Rewrite the part that opens with the line containing "Reviewer note: confirm that each instance of the open" and closes with the line containing "[(640, 208)]", keeping every line, requests too. Shift each coordinate in the answers by adding -103 to it.

##### Provided records #####

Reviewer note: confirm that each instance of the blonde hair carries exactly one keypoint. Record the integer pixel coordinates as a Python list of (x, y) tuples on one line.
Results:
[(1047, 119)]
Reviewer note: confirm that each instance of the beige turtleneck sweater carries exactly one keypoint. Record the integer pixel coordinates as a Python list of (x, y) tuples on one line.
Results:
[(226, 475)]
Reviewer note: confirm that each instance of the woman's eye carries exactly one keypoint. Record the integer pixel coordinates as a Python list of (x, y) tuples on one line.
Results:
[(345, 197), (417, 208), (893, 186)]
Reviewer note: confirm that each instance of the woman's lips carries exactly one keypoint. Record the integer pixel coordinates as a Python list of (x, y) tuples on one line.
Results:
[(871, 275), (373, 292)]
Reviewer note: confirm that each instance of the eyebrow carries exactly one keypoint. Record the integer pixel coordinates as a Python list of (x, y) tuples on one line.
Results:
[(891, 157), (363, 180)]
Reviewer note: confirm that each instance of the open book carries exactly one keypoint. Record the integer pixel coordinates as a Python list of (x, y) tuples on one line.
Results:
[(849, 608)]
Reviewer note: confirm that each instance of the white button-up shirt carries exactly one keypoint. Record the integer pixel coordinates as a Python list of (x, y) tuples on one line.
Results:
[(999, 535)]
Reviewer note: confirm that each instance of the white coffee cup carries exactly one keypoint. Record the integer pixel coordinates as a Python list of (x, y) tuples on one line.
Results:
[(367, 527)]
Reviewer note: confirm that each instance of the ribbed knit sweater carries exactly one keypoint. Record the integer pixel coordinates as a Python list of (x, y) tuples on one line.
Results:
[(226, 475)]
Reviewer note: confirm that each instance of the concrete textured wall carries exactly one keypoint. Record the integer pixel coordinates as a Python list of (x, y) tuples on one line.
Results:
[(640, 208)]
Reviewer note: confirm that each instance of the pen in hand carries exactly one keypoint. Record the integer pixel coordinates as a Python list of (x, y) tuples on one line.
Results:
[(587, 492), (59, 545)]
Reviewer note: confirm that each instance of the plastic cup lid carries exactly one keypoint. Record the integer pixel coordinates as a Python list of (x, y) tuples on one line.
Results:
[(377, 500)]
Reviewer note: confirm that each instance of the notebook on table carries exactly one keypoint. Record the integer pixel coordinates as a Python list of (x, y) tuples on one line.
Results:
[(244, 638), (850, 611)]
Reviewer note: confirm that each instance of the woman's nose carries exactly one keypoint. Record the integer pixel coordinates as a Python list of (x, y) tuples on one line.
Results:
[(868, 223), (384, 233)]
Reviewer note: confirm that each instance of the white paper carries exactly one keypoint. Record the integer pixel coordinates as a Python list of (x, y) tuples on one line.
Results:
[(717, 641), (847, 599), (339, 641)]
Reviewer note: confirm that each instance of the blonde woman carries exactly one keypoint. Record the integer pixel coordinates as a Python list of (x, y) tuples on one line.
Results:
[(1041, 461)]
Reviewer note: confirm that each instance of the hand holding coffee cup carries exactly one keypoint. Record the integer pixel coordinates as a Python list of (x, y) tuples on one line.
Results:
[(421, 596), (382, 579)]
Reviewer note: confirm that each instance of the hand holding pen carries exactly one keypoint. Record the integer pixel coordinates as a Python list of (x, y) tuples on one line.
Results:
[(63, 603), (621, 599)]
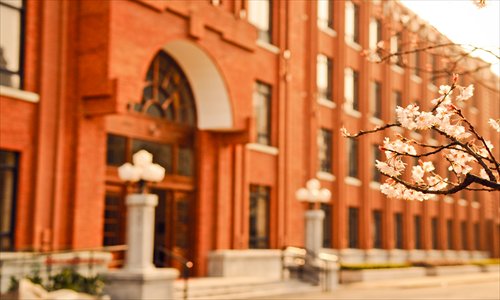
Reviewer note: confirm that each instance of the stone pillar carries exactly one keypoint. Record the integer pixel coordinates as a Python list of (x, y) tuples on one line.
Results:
[(140, 231), (139, 279), (314, 230)]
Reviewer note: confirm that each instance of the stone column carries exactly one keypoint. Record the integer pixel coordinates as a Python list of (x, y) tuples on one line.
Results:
[(139, 279), (314, 230), (140, 231)]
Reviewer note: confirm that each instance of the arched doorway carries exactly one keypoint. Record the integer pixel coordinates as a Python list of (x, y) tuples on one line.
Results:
[(163, 123)]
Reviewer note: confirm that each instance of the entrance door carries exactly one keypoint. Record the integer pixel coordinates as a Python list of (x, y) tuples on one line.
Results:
[(173, 228)]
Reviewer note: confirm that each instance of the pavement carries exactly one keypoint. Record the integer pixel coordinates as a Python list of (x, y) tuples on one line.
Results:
[(464, 287)]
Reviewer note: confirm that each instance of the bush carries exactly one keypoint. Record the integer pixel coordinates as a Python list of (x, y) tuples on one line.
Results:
[(373, 266)]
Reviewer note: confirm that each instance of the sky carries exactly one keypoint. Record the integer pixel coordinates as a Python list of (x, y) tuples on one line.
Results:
[(463, 22)]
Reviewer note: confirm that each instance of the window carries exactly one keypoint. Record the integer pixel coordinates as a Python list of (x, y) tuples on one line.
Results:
[(327, 225), (418, 232), (477, 241), (259, 217), (114, 221), (262, 112), (375, 33), (352, 22), (260, 15), (324, 77), (325, 14), (449, 228), (11, 43), (463, 226), (416, 63), (396, 47), (351, 89), (167, 94), (353, 227), (435, 233), (397, 100), (377, 155), (9, 166), (377, 229), (352, 169), (398, 229), (376, 98), (325, 150)]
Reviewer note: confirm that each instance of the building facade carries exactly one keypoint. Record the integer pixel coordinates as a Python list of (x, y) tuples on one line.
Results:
[(241, 101)]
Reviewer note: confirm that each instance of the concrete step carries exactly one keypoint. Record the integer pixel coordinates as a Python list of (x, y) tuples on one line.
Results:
[(240, 288)]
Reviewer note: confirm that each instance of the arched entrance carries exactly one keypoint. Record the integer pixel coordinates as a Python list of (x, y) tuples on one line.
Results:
[(163, 123)]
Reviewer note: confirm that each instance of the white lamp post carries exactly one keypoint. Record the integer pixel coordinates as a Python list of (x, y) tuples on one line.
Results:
[(314, 195), (141, 206)]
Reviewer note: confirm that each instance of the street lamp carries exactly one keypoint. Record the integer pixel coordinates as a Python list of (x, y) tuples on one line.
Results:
[(141, 210), (314, 195)]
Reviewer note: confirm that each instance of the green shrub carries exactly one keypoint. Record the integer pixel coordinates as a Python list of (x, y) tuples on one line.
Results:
[(344, 266)]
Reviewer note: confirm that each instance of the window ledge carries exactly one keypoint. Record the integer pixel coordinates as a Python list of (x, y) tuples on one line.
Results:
[(397, 69), (432, 87), (327, 30), (448, 200), (326, 103), (416, 78), (262, 148), (268, 47), (352, 181), (375, 185), (326, 176), (376, 121), (351, 112), (353, 44), (19, 94)]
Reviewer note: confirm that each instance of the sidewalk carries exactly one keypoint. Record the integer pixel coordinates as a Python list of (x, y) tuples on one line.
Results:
[(466, 286)]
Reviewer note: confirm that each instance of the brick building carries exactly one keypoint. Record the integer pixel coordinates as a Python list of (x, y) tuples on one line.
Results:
[(242, 102)]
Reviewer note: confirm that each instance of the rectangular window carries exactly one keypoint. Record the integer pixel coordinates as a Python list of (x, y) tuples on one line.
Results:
[(352, 167), (377, 155), (463, 226), (114, 221), (260, 15), (351, 89), (259, 217), (11, 43), (262, 112), (416, 63), (398, 230), (353, 227), (375, 33), (325, 14), (352, 22), (449, 228), (477, 241), (325, 150), (397, 100), (435, 233), (418, 232), (377, 229), (324, 77), (376, 99), (327, 225), (9, 166)]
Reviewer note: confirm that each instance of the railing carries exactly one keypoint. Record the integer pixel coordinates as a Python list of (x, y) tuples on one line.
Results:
[(187, 265), (308, 266), (22, 264)]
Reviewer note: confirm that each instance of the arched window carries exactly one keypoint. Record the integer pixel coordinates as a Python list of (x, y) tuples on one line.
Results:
[(167, 94)]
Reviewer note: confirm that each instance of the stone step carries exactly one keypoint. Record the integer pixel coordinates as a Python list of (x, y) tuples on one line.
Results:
[(240, 288)]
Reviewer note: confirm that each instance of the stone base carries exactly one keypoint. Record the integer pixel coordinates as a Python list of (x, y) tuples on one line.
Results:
[(151, 284), (245, 263)]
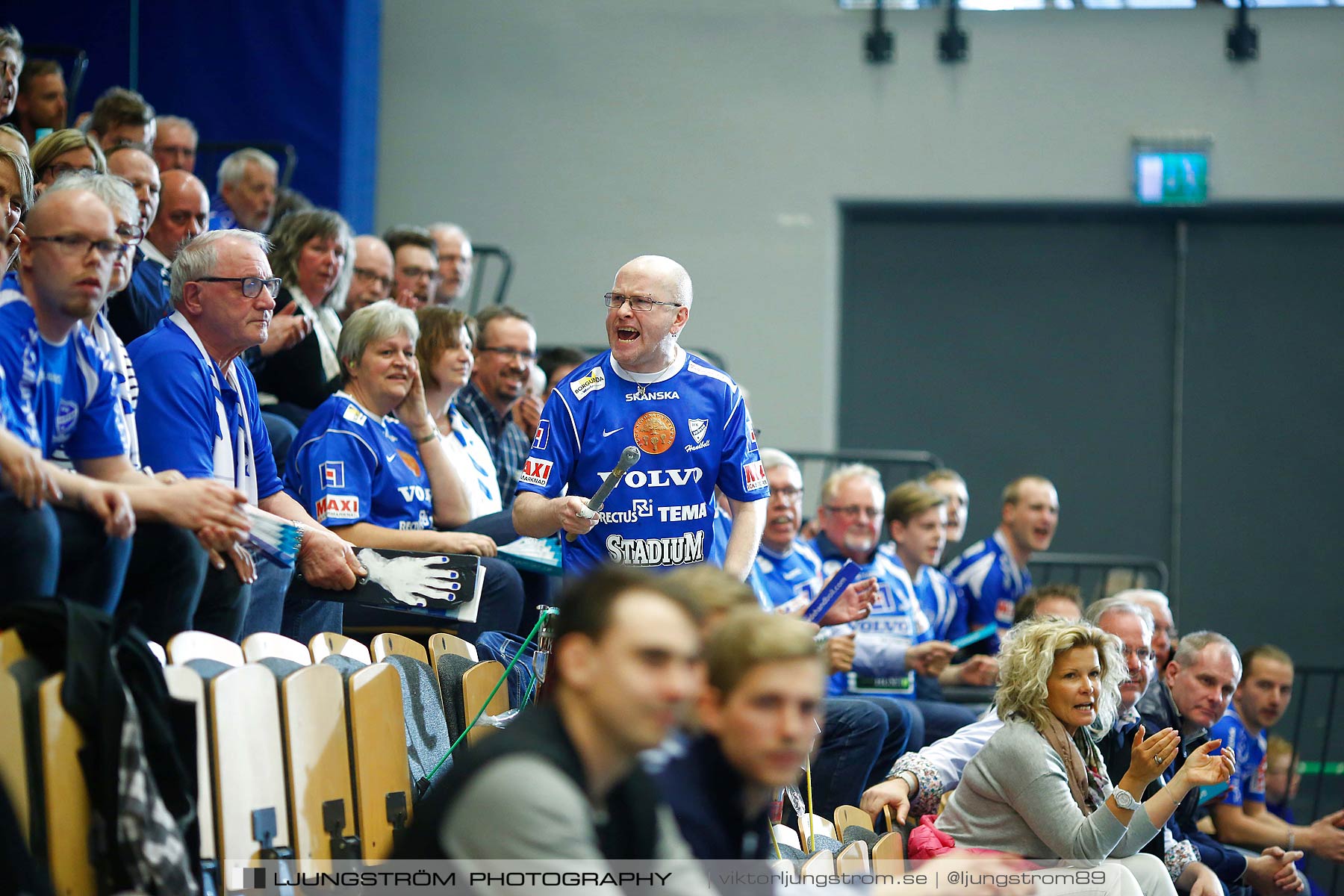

#####

[Exercise solution]
Reviewer note: confirm that each instance of the open book carries exactly one keypoint. Record the integer pixel coordinates as a Python list of (x, y) tuples on one line.
Results:
[(746, 505)]
Reviewer note: confirm that each instance of the white button-up shirt carries exactly one keypoint. Record the integer pixel coordinates as a Python list of (x, y) tuples on one line.
Results:
[(896, 432)]
Reviewer note: confirm that each instance of the white coffee cup carries exactly one keypoint. Record the integer pixel coordinates as a Python list of (x, y) tuples on one line.
Results:
[(264, 424)]
Reviewer note: confirm that each instance of the ribbed knit sweater carries exactly one keypoint. Record the integer pixel coordinates as a Python list of (x, y) tuples on one line.
Results:
[(123, 372)]
Reviewer note: confirm that each instance of the concrete textured wall carries exactly one keypoint. Record the integer pixel coordinates as a Python list of (x, y) tuples on one line.
Results:
[(537, 105)]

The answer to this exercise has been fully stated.